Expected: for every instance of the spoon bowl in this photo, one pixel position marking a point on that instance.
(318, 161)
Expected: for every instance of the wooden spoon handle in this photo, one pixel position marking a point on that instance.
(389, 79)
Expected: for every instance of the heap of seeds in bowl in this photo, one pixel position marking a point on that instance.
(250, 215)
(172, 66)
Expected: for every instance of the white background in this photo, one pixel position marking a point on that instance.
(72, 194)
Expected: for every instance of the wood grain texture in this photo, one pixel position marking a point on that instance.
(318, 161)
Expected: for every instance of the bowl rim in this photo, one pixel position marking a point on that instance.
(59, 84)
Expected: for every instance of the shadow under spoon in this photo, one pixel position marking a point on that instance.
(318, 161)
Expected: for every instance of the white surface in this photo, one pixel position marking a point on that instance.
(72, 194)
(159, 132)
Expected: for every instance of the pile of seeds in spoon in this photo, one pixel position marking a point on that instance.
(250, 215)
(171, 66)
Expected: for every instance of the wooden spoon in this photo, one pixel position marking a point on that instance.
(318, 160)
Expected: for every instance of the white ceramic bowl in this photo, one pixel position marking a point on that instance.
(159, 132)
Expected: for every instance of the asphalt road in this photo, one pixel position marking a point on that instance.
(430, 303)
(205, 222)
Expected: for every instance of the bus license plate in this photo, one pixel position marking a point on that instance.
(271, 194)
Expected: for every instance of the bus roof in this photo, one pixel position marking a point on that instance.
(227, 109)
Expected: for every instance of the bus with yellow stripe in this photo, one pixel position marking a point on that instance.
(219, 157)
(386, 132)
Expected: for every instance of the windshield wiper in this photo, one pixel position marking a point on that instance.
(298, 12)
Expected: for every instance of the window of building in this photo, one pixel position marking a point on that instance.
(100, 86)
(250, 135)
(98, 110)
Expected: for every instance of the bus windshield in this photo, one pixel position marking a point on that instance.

## YOUR ASSIGNMENT
Everything in the records should be written out again exactly.

## EXERCISE OUTPUT
Expected: for every instance of the spoon bowl in this photo, one pixel position marking a point on that instance.
(318, 161)
Expected: for every instance of the wooden spoon handle in this photo, one pixel position marking a point on that instance.
(389, 79)
Expected: for every instance of the heap of seeds in bowl in this photo, one pixel position marking a point on that instance.
(250, 215)
(172, 66)
Expected: for every instance of the white background in this photo, one pixel position marking a point on that instance.
(72, 194)
Expected: for every instance of the wood grain texture in this photo, one pixel position marking a point on that instance.
(318, 161)
Expected: for every instance of the bowl rim in this photo, one pixel position marking a point on that instance.
(59, 84)
Expected: for every instance of the shadow under spoon in this photo, one pixel position marking a point on that instance.
(318, 161)
Expected: for every instance of the white surface in this photo, one pixel position marking a point on that instance.
(72, 194)
(159, 132)
Expected: for every instance of the pile of seeds in spoon in this photo, one pixel position marking a point on that instance.
(250, 215)
(171, 66)
Expected: for every instance of the wooden spoon in this photo, one pixel position marking a point on that instance.
(318, 160)
Expected: for every instance of the white ceramic bowl in this photo, one pixel position marking a point on that instance.
(159, 132)
Expected: for every instance of the asphalt road in this photo, one pixel position marking a point on that instance.
(430, 303)
(205, 222)
Expected: for every instance of the bus license plate in this photo, one pixel position marking a point on that instance.
(271, 194)
Expected: for every instance of the bus roof in this photo, one pixel position marking a point on that instance.
(227, 109)
Expected: for every instance of the bus with yellow stripe in this photo, one pixel position marking a point on that instance.
(219, 157)
(386, 132)
Expected: for every instance of the windshield wiper in this photo, one pixel position marking a point on that instance.
(298, 12)
Expected: for every instance of the window of building in this photo, one pixel position marking a point on that instance.
(100, 86)
(250, 135)
(98, 110)
Expected: for every instance of the bus windshield in this photo, one pixel position marking a point on that instance.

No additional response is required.